### Problem details:
Could you retype the lines below, word for word, starting with the line that contains "Can you see the foam" and continuing through the end of the records, leaving out the pictures?

^^^^^^^^

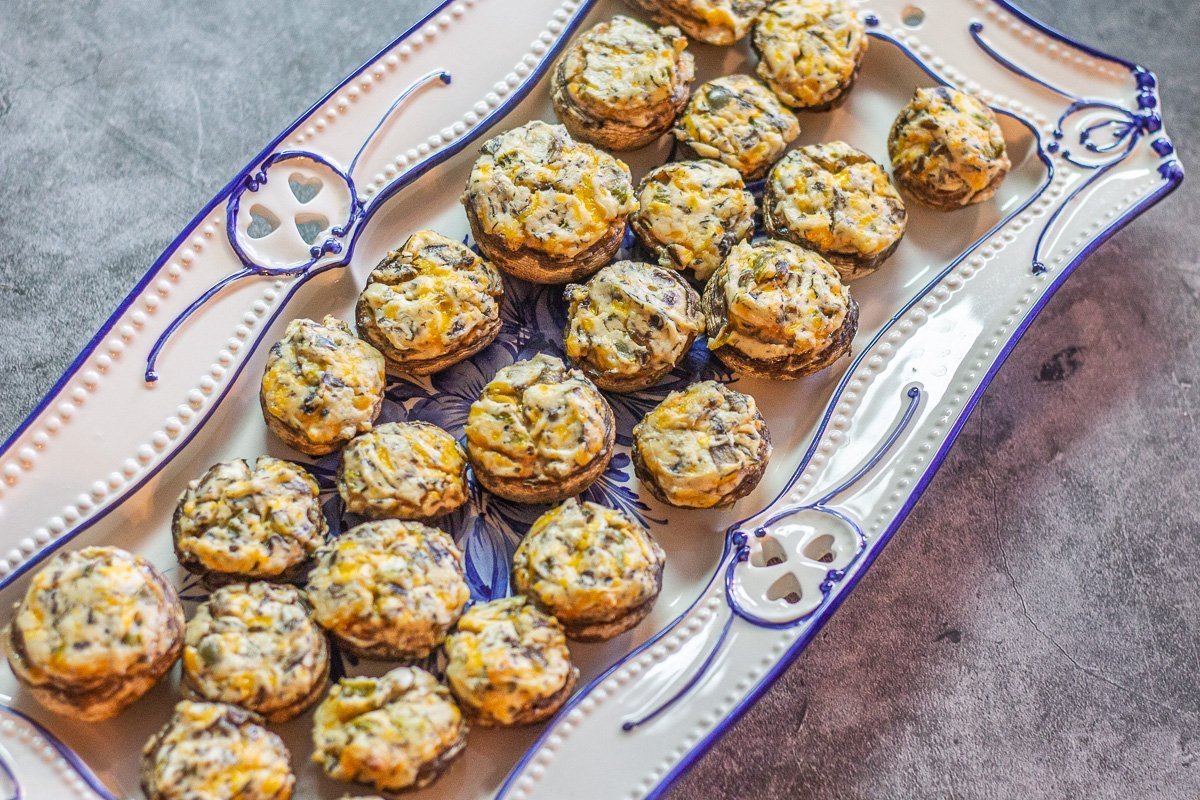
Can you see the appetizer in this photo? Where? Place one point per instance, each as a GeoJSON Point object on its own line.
{"type": "Point", "coordinates": [839, 202]}
{"type": "Point", "coordinates": [714, 22]}
{"type": "Point", "coordinates": [947, 149]}
{"type": "Point", "coordinates": [393, 733]}
{"type": "Point", "coordinates": [239, 522]}
{"type": "Point", "coordinates": [546, 208]}
{"type": "Point", "coordinates": [779, 311]}
{"type": "Point", "coordinates": [809, 52]}
{"type": "Point", "coordinates": [389, 589]}
{"type": "Point", "coordinates": [539, 432]}
{"type": "Point", "coordinates": [622, 84]}
{"type": "Point", "coordinates": [630, 325]}
{"type": "Point", "coordinates": [405, 470]}
{"type": "Point", "coordinates": [95, 631]}
{"type": "Point", "coordinates": [430, 304]}
{"type": "Point", "coordinates": [256, 645]}
{"type": "Point", "coordinates": [595, 570]}
{"type": "Point", "coordinates": [703, 447]}
{"type": "Point", "coordinates": [737, 121]}
{"type": "Point", "coordinates": [211, 751]}
{"type": "Point", "coordinates": [508, 663]}
{"type": "Point", "coordinates": [690, 214]}
{"type": "Point", "coordinates": [323, 385]}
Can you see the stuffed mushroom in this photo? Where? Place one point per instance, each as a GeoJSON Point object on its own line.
{"type": "Point", "coordinates": [546, 208]}
{"type": "Point", "coordinates": [539, 432]}
{"type": "Point", "coordinates": [508, 663]}
{"type": "Point", "coordinates": [630, 325]}
{"type": "Point", "coordinates": [389, 589]}
{"type": "Point", "coordinates": [703, 447]}
{"type": "Point", "coordinates": [95, 630]}
{"type": "Point", "coordinates": [779, 311]}
{"type": "Point", "coordinates": [323, 385]}
{"type": "Point", "coordinates": [947, 149]}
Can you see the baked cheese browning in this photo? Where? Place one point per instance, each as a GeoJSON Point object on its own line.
{"type": "Point", "coordinates": [94, 631]}
{"type": "Point", "coordinates": [256, 645]}
{"type": "Point", "coordinates": [838, 200]}
{"type": "Point", "coordinates": [430, 304]}
{"type": "Point", "coordinates": [702, 447]}
{"type": "Point", "coordinates": [715, 22]}
{"type": "Point", "coordinates": [809, 50]}
{"type": "Point", "coordinates": [323, 385]}
{"type": "Point", "coordinates": [586, 564]}
{"type": "Point", "coordinates": [407, 470]}
{"type": "Point", "coordinates": [211, 751]}
{"type": "Point", "coordinates": [396, 732]}
{"type": "Point", "coordinates": [739, 122]}
{"type": "Point", "coordinates": [256, 522]}
{"type": "Point", "coordinates": [947, 148]}
{"type": "Point", "coordinates": [535, 187]}
{"type": "Point", "coordinates": [508, 663]}
{"type": "Point", "coordinates": [691, 214]}
{"type": "Point", "coordinates": [631, 324]}
{"type": "Point", "coordinates": [389, 589]}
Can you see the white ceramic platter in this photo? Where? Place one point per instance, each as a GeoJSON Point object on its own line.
{"type": "Point", "coordinates": [103, 458]}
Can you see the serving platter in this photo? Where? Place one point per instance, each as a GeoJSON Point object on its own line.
{"type": "Point", "coordinates": [105, 456]}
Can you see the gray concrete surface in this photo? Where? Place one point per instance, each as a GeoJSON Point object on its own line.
{"type": "Point", "coordinates": [1031, 632]}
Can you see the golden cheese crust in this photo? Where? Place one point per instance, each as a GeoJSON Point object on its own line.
{"type": "Point", "coordinates": [393, 733]}
{"type": "Point", "coordinates": [739, 122]}
{"type": "Point", "coordinates": [630, 325]}
{"type": "Point", "coordinates": [403, 470]}
{"type": "Point", "coordinates": [508, 663]}
{"type": "Point", "coordinates": [703, 447]}
{"type": "Point", "coordinates": [211, 751]}
{"type": "Point", "coordinates": [430, 304]}
{"type": "Point", "coordinates": [256, 645]}
{"type": "Point", "coordinates": [809, 52]}
{"type": "Point", "coordinates": [95, 630]}
{"type": "Point", "coordinates": [778, 311]}
{"type": "Point", "coordinates": [839, 202]}
{"type": "Point", "coordinates": [322, 386]}
{"type": "Point", "coordinates": [595, 570]}
{"type": "Point", "coordinates": [622, 83]}
{"type": "Point", "coordinates": [539, 432]}
{"type": "Point", "coordinates": [243, 522]}
{"type": "Point", "coordinates": [389, 589]}
{"type": "Point", "coordinates": [947, 149]}
{"type": "Point", "coordinates": [691, 214]}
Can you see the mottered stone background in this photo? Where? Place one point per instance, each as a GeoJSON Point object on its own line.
{"type": "Point", "coordinates": [1032, 631]}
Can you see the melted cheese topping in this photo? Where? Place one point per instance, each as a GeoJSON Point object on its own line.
{"type": "Point", "coordinates": [693, 212]}
{"type": "Point", "coordinates": [258, 522]}
{"type": "Point", "coordinates": [387, 732]}
{"type": "Point", "coordinates": [700, 443]}
{"type": "Point", "coordinates": [780, 300]}
{"type": "Point", "coordinates": [256, 645]}
{"type": "Point", "coordinates": [408, 470]}
{"type": "Point", "coordinates": [535, 187]}
{"type": "Point", "coordinates": [837, 199]}
{"type": "Point", "coordinates": [627, 71]}
{"type": "Point", "coordinates": [210, 751]}
{"type": "Point", "coordinates": [583, 563]}
{"type": "Point", "coordinates": [631, 318]}
{"type": "Point", "coordinates": [399, 584]}
{"type": "Point", "coordinates": [948, 143]}
{"type": "Point", "coordinates": [809, 49]}
{"type": "Point", "coordinates": [95, 614]}
{"type": "Point", "coordinates": [323, 382]}
{"type": "Point", "coordinates": [739, 122]}
{"type": "Point", "coordinates": [538, 420]}
{"type": "Point", "coordinates": [504, 657]}
{"type": "Point", "coordinates": [431, 296]}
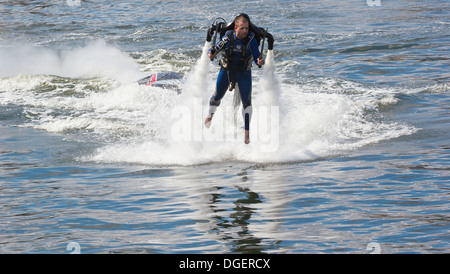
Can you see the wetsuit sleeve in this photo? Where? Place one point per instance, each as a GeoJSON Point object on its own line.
{"type": "Point", "coordinates": [223, 42]}
{"type": "Point", "coordinates": [255, 50]}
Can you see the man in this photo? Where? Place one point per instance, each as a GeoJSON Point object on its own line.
{"type": "Point", "coordinates": [239, 49]}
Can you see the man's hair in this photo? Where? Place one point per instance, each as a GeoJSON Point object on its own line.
{"type": "Point", "coordinates": [241, 18]}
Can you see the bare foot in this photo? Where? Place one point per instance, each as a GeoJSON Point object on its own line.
{"type": "Point", "coordinates": [208, 120]}
{"type": "Point", "coordinates": [247, 137]}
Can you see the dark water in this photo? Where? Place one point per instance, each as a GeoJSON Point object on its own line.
{"type": "Point", "coordinates": [359, 154]}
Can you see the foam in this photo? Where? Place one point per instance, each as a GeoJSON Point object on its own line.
{"type": "Point", "coordinates": [96, 59]}
{"type": "Point", "coordinates": [147, 125]}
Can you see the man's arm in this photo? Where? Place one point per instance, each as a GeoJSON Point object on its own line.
{"type": "Point", "coordinates": [256, 53]}
{"type": "Point", "coordinates": [219, 46]}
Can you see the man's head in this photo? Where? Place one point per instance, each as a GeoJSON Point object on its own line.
{"type": "Point", "coordinates": [241, 25]}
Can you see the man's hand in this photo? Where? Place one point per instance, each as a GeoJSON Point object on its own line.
{"type": "Point", "coordinates": [211, 55]}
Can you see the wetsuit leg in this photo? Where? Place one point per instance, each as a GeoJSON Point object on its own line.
{"type": "Point", "coordinates": [244, 80]}
{"type": "Point", "coordinates": [221, 88]}
{"type": "Point", "coordinates": [245, 88]}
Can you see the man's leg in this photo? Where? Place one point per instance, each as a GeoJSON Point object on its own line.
{"type": "Point", "coordinates": [245, 89]}
{"type": "Point", "coordinates": [221, 88]}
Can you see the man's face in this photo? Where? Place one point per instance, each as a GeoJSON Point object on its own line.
{"type": "Point", "coordinates": [241, 29]}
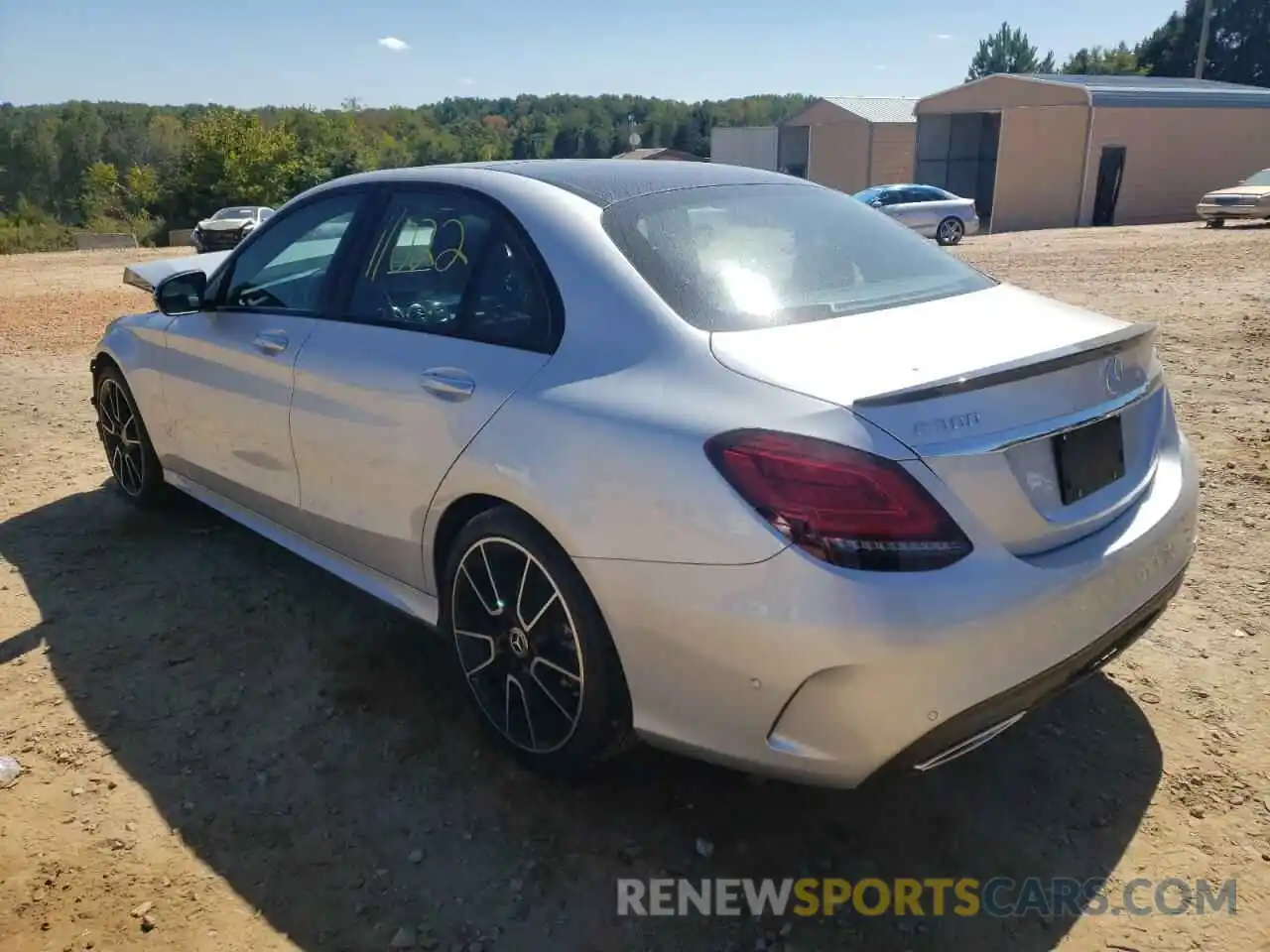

^^^^^^^^

### Solved exercise:
Can you see the foam in this photo? Where? Place one point per instance, each as a GeoJSON Point object on its own line.
{"type": "Point", "coordinates": [96, 59]}
{"type": "Point", "coordinates": [147, 125]}
Can you see the man's arm in this photo? Where? Place one point per instance, each as a GeoJSON Point object on its own line.
{"type": "Point", "coordinates": [256, 53]}
{"type": "Point", "coordinates": [219, 46]}
Can you see the man's head in this photo? Where? Place one point per instance, each as a GeoJSON Point object on its own line.
{"type": "Point", "coordinates": [241, 25]}
Can you see the man's hand in this photo? Where? Place one point per instance, each as a GeoJSON Point object on its own line.
{"type": "Point", "coordinates": [211, 55]}
Can you see the wetsuit leg in this photo? Where? Place one point per instance, each as a GeoJSON Point object on its own line.
{"type": "Point", "coordinates": [244, 80]}
{"type": "Point", "coordinates": [221, 88]}
{"type": "Point", "coordinates": [245, 88]}
Can you see the man's leg in this photo? Where? Place one point per instance, each as a GeoJSON Point object on its own line.
{"type": "Point", "coordinates": [245, 89]}
{"type": "Point", "coordinates": [221, 88]}
Can you see the man's face in this photo? Where? Place one point per instance, each as a GeoJSON Point object on its own line.
{"type": "Point", "coordinates": [241, 29]}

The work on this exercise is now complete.